Task requirements: Output every line below exactly.

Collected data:

******************************

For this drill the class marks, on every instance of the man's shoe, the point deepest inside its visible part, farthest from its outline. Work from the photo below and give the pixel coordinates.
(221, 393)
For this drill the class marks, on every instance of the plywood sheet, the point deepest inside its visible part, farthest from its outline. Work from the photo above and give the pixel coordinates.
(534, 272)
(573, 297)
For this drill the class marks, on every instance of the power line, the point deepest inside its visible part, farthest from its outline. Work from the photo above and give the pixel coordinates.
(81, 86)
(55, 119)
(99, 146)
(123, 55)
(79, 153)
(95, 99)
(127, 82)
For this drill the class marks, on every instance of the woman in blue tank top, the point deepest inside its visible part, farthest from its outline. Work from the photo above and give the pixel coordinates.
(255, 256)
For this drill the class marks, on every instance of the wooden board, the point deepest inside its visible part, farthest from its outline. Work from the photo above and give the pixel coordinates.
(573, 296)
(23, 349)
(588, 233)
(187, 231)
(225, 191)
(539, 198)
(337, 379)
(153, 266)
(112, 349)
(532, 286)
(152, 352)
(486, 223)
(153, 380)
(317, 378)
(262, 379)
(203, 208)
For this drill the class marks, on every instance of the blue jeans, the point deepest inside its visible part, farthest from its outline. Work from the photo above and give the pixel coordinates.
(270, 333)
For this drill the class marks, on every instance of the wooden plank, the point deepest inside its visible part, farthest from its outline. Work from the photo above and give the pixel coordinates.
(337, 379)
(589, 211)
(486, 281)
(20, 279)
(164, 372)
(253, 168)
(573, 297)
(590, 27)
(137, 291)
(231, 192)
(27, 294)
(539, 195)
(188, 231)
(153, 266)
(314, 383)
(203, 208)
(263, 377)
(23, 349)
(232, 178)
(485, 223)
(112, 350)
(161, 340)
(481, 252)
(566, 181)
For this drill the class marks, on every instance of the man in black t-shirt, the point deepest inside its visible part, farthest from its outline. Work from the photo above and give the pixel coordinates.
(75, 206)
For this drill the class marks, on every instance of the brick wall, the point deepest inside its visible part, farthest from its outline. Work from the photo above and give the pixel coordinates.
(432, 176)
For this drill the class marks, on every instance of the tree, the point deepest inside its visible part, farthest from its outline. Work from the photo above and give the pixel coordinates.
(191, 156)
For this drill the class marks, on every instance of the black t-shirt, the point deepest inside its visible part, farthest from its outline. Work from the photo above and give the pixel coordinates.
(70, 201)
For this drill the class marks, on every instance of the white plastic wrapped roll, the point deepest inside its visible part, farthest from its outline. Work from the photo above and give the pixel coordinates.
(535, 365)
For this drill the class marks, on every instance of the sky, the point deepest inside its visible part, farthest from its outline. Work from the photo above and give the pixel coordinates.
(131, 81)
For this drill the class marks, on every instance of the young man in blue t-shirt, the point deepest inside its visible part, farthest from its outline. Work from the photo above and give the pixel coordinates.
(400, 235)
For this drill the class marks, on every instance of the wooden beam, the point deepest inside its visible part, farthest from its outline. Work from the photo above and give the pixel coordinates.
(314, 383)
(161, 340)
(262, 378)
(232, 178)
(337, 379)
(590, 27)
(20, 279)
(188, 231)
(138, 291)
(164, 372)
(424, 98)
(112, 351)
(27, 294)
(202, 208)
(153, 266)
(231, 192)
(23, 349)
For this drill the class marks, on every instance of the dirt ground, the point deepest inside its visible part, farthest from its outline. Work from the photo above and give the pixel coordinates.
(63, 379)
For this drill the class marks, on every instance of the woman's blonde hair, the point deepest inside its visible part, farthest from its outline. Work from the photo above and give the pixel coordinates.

******************************

Correct output:
For this drill the class marks, on every instance of the man's shoe, the point deepest inside its visible part, farthest from its outline. Work from the photo below and give the pixel coordinates.
(221, 393)
For this drill the class marks, on every instance of the plywood sheet, the point deepest inside its visible part, farthest from its outline. Work from the photo above and give the pixel coordinates.
(534, 272)
(573, 297)
For this drill the class marks, on every instance of the power line, the point deepest inside its visible part, farthest from its outline. Work from the photo above and give the pixel coordinates.
(81, 86)
(55, 119)
(99, 146)
(123, 55)
(79, 153)
(95, 99)
(127, 82)
For this drill the class marks, on every instance of the woman in blue tank top, the point deepest inside its visible part, farthest from its outline. Work from the photo above and give the pixel coordinates.
(255, 256)
For this drill the class marks, on every instance of the wooden board, the point deepest inside its visible part, farthest from its outline. Work from the photo above and give the pixel coordinates.
(573, 296)
(23, 349)
(588, 233)
(187, 231)
(225, 191)
(539, 198)
(337, 379)
(153, 266)
(112, 349)
(532, 286)
(152, 352)
(486, 223)
(153, 380)
(317, 378)
(262, 379)
(203, 208)
For this drill the class marks, on every instance of the blue jeans, the point deepest inside its visible part, farthest from its outline. Work from the photo above and give the pixel coordinates.
(270, 333)
For this drill the class marks, on every instance of the wooden plank, the point deepest inside its visible part, farthest from its outline. Work from the photo above and give the pixel coordinates.
(337, 379)
(589, 211)
(486, 281)
(20, 279)
(164, 372)
(253, 168)
(573, 297)
(590, 27)
(137, 291)
(231, 192)
(27, 294)
(539, 195)
(188, 231)
(153, 266)
(314, 383)
(203, 208)
(263, 377)
(23, 349)
(232, 178)
(485, 223)
(112, 350)
(161, 340)
(481, 252)
(566, 181)
For this drill the class marks, on every instance of the man in black t-shirt, the point deepest inside its visible part, farthest from its outline. Work from the photo above and give the pixel coordinates.
(75, 206)
For this drill the class marks, on every instance of the brick wall, the point deepest inside its visible part, farthest from its outline. Work from the photo above and give the pixel coordinates.
(432, 176)
For this drill the class marks, on every instance of the tree, the point deepest inside its visible part, farthest from its outline. Work from the photo above and give the pixel coordinates.
(191, 156)
For this drill the class marks, on every instance of the black t-shirt, the point deepest inside its visible part, farthest from its outline. Work from the photo above and give the pixel coordinates.
(70, 201)
For this drill the class marks, on every instance of the white plastic wrapped roll, the point deepest inside its visible part, farthest from its outline. Work from the photo above and give the pixel coordinates.
(535, 365)
For this drill the class marks, on every instance of the sky, the point deepest inside its visible part, farthest from its outline. Work from the photo above and give the pixel coordinates.
(131, 81)
For this drill the class marks, on every instance of the young man in blue t-shirt, the point deepest inside its visible part, farthest from its outline. Work from the photo above and give the pixel coordinates.
(400, 235)
For this drill the class marks, on every instance of the wooden beam, the point deepest inside its visible part, farthest from its outline. Work from the photo above and give the pixel coordinates.
(314, 383)
(161, 340)
(262, 378)
(232, 178)
(337, 379)
(590, 27)
(20, 279)
(188, 231)
(138, 291)
(164, 372)
(424, 98)
(112, 351)
(27, 294)
(202, 208)
(153, 266)
(231, 192)
(23, 349)
For this drill the class marks, on every instance of the dirt ground, the point deepest inside its visible part, farthest from its outline. Work from the photo above and give the pixel coordinates.
(63, 379)
For this drill the class marks, on every instance of the woman's blonde hair, the point deepest inside its visible part, farthest from its outline. Work from the photo above and give the pixel coordinates.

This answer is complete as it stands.